In mezzo a questo andirivieni di personaggi sul bagnasciuga, a cui si aggiungono anche le voci tutt’altro che marginali dei camerieri dell’albergo, l’occhio del narratore in terza persona salta dall’uno all’altro ospite senza che i passaggi risultino troppo bruschi o improvvisi. È ben presente, e il lettore può avvertirla, la distanza con cui il narratore esamina le sue cavie, osservandole ora più da vicino, ora più da lontano, come una macchina da presa che prima stringe sul dettaglio per poi allargare l’inquadratura, e viceversa.

La voce esterna descrive azioni, ambienti, atmosfere ponendo l’accento sugli effetti che questi sortiscono sulla piccola comunità presa in esame: «Quella sera, appena la stella del pastore cominciò a brillare al tramonto, apparvero all’orizzonte strie color lilla. I vacanzieri furono esposti a una bellezza che non erano in grado di sostenere. Aveva senza dubbio una natura aggressiva. Non sfiorava la pelle, ma colpiva gli occhi. Nell’hotel improvvisamente desolato, le persone adesso guardavano il cielo, indifese».
Con raffinatezza, questa voce scansa la mera descrizione fisica dei personaggi per soffermarsi sui loro corpi in modo diverso: ne coglie il linguaggio non verbale, quello che invece di nascondere le intenzioni inconsapevolmente le lascia trasparire: «Tuttavia le persone che ascoltano davvero colgono il senso profondo delle parole negli occhi di chi racconta […] Se l’occhio è spento e ciononostante la parola brucia oltremisura, il significato di quel che viene detto, in un modo o nell’altro, comincia a deviare».     

Facendo leva su un’ironia sottile che non sempre si coglie appieno, ma che comunque, con la sua costante presenza, definisce il tono satirico dell’intera narrazione, il significato del romanzo risulta abbastanza chiaro fin da subito: l’intera biancheria inzuppata di pipì altro non è che un beffardo escamotage usato al fine di mettere a nudo il lato più oscuro dell’indole umana, fondata sul sospetto gratuito, sul pregiudizio, sulla paranoia, l’astio. Il gesto di sporcare lenzuola e cuscini – che sporca, di conseguenza, l’intimità è lo sghignazzo di chi sa che basta poco per generare il caos e sconvolgere le fragili esistenze di interi nuclei familiari; e quale miglior contesto può asservire a tale scopo se non quello vacanziero, dove la guardia è abbassata e tutte le difese sguarnite?
•••
§ Dettagli del problema
Nell'estratto, a che cosa viene paragonato il narratore che osserva i personaggi ora più da vicino, ora più da lontano?

§ Righe del dataset
•••
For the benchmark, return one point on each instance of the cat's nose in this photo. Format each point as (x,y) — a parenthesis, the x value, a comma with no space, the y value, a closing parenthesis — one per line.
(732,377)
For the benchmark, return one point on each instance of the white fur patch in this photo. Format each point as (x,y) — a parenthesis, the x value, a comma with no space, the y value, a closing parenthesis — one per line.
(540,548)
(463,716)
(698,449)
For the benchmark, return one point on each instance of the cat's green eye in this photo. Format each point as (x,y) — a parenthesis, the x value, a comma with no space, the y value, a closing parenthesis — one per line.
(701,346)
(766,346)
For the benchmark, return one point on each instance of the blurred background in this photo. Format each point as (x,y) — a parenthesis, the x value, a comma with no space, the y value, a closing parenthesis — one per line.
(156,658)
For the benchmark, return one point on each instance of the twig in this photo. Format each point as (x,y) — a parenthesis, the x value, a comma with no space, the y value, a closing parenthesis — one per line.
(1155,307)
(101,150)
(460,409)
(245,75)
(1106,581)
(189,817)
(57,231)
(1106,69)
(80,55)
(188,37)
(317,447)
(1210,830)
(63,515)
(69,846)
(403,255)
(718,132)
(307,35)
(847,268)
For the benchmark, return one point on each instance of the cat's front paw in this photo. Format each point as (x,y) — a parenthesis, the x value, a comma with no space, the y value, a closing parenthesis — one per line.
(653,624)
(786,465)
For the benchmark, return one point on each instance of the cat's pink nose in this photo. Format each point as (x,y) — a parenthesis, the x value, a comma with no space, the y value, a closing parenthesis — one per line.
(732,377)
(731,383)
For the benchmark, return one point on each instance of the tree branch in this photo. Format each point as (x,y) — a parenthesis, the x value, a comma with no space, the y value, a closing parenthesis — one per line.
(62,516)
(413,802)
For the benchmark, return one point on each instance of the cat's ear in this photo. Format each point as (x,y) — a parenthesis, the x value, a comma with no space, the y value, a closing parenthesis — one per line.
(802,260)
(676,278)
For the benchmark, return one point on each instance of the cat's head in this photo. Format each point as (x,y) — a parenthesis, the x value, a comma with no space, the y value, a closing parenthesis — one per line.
•••
§ Soluzione scritta
A una macchina da presa che prima stringe sul dettaglio e poi allarga l'inquadratura, e viceversa.